- Page

# # #

Considérations de fin d'été

Avec un certain calme qui revient à l'approche de la rentrée scolaire, on se prend à refaire le bilan de la situation. En revenant loin en arrière. A janvier 2011. Parce que c'est le moment qui marque l'entrée en scène de l'islam comme expérience démocratique possible. Et qu'aujourd'hui, nous en sommes toujours à juger cette expérience : les uns pensent qu'elle a apporté la preuve de l’impossibilité de sa réussite, et plus généralement de l'incompatibilité de l'islam et de l'exercice politique. Et cela en faisant valoir que le pays aurait été conduit à la déroute durant les 10 dernières années, à la faveur de la présence d'Ennahdha au pouvoir. Ils soupçonnent d'ailleurs l'étranger d'avoir forcé la main de la révolution afin qu'elle s'oriente vers ce chemin condamné d'avance, et dont la réalité désastreuse du pays conforterait désormais les mauvais présages émis à son sujet.

# # #

- Données fournies
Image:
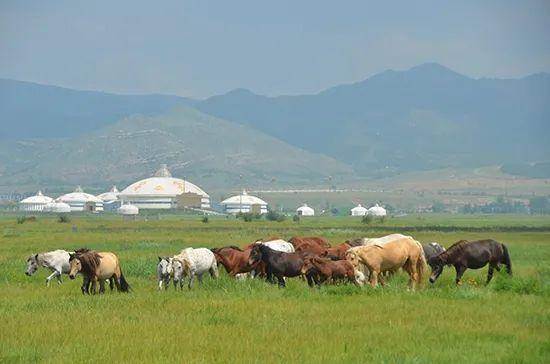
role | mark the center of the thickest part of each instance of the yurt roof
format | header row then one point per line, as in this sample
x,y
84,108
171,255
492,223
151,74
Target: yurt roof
x,y
39,198
162,184
245,199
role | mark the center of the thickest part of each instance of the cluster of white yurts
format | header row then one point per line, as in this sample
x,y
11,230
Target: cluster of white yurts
x,y
161,191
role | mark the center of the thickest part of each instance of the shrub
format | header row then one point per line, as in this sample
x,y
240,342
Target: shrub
x,y
63,219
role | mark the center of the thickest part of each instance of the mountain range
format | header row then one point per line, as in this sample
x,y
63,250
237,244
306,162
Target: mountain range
x,y
424,118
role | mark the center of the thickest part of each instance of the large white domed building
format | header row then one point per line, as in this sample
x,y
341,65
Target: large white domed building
x,y
35,203
81,201
244,203
162,191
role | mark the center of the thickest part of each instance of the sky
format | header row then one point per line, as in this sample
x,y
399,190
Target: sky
x,y
202,48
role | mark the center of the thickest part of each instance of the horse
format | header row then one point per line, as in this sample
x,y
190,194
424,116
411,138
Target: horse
x,y
297,241
431,250
474,255
194,262
403,253
326,269
97,267
278,264
164,271
56,261
235,260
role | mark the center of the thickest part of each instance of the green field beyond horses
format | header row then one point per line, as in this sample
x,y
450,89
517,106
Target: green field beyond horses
x,y
252,321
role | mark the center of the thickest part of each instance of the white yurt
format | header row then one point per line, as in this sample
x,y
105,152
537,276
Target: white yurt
x,y
81,201
162,191
359,210
244,203
305,210
35,203
57,207
377,210
128,210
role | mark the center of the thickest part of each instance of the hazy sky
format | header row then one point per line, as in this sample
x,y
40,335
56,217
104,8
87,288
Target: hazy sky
x,y
201,48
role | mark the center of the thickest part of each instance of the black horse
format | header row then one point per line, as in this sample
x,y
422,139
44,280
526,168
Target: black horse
x,y
432,250
472,254
278,264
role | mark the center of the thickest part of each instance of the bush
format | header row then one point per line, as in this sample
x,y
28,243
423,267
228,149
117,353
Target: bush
x,y
367,219
63,219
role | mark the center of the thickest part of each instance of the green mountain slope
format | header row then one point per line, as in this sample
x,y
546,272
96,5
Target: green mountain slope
x,y
206,150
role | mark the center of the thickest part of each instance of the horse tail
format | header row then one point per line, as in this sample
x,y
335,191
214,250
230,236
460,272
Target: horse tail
x,y
124,286
506,259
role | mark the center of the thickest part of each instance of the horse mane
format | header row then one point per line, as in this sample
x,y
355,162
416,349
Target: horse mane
x,y
89,259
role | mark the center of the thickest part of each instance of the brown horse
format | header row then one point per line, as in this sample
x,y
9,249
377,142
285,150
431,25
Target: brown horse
x,y
97,267
235,260
297,241
326,269
403,253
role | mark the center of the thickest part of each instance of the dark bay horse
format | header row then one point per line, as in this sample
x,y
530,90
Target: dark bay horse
x,y
278,264
474,255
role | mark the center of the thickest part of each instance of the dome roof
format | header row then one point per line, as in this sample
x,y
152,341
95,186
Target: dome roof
x,y
244,199
304,207
128,209
78,196
39,198
57,207
112,195
359,208
162,184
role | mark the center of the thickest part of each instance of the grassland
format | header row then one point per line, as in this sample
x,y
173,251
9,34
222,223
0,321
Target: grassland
x,y
229,321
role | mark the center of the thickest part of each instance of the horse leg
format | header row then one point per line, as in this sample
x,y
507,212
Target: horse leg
x,y
459,273
489,274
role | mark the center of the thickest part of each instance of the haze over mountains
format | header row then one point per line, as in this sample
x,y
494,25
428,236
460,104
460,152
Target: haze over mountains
x,y
424,118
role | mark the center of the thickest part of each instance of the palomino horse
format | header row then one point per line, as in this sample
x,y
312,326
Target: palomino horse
x,y
403,253
97,267
472,254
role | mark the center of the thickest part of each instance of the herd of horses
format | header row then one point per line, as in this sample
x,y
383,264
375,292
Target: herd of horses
x,y
357,261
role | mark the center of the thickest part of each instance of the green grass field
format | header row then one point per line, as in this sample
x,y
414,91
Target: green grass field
x,y
251,321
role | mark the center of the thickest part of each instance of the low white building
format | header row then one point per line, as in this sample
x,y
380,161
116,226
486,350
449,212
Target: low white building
x,y
377,210
359,210
35,203
305,210
244,203
162,191
57,207
81,201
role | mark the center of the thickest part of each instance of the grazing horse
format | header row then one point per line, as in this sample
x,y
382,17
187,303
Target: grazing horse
x,y
194,262
327,269
278,264
97,267
403,253
474,255
235,260
57,261
297,241
432,250
164,271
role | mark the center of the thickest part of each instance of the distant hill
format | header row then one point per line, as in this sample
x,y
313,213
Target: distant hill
x,y
30,110
424,118
206,150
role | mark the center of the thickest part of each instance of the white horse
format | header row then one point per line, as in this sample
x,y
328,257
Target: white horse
x,y
194,262
164,271
57,261
278,245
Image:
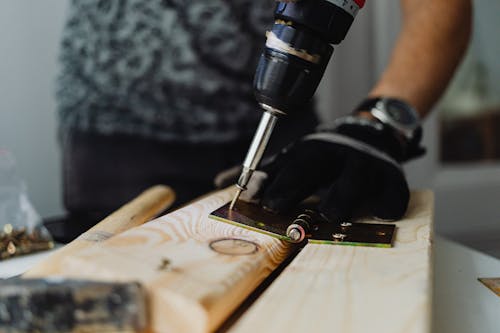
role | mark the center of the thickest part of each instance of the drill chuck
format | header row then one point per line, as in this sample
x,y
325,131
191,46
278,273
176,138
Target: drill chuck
x,y
298,49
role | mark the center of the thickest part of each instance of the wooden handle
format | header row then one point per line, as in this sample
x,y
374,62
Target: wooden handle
x,y
146,206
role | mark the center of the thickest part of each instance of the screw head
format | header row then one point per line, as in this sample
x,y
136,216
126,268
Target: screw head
x,y
338,237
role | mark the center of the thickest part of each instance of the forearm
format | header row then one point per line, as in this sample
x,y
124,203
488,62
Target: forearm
x,y
433,39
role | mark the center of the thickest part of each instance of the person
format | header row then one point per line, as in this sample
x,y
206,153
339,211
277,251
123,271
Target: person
x,y
161,92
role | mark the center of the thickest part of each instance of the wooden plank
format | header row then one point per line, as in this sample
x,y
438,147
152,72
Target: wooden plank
x,y
196,270
354,289
145,207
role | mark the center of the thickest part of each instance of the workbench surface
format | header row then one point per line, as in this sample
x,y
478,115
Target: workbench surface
x,y
461,303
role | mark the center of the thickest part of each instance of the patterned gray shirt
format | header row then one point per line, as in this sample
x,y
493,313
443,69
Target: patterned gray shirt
x,y
173,70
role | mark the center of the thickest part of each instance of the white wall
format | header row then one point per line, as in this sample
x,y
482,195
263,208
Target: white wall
x,y
29,40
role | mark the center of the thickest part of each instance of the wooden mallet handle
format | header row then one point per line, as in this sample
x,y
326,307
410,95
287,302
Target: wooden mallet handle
x,y
146,206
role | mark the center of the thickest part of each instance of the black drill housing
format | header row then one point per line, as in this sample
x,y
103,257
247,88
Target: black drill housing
x,y
285,81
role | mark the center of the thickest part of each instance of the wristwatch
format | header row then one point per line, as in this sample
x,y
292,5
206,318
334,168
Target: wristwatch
x,y
395,113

# # #

- Défi
Prolongez la réflexion de fin d'été sur l'islam et l'expérience démocratique en reprenant juste après la dernière phrase de la page.

- Réponse
Les autres ne sont pas convaincus par la démonstration. Concernant le coup de pouce de l'étranger, et dans la mesure où il est avéré, ils diraient volontiers qu'il fallait qu'on soit poussé à l'eau par une tierce partie. Sans quoi l'expérience en question serait restée indéfiniment dans les cartons de l'Histoire.

Au sujet des résultats de ces 10 ans, leur argument est probablement qu’on ne peut induire d’une gestion calamiteuse du pays l’affirmation que l’islam est incompatible avec l’exercice moderne du pouvoir. Ce sont en effet deux choses d’ordre différent. Et, pour ce qui est de la gestion, l’argument poursuivrait en faisant remarquer qu’elle engage d’autres acteurs que les protagonistes de l’islam : des acteurs qui ne s’honorent pas en se délestant de toute responsabilité et en se déchargeant sur Ennahdha d’un bilan en lequel ils ont une part qui n’est pas si négligeable.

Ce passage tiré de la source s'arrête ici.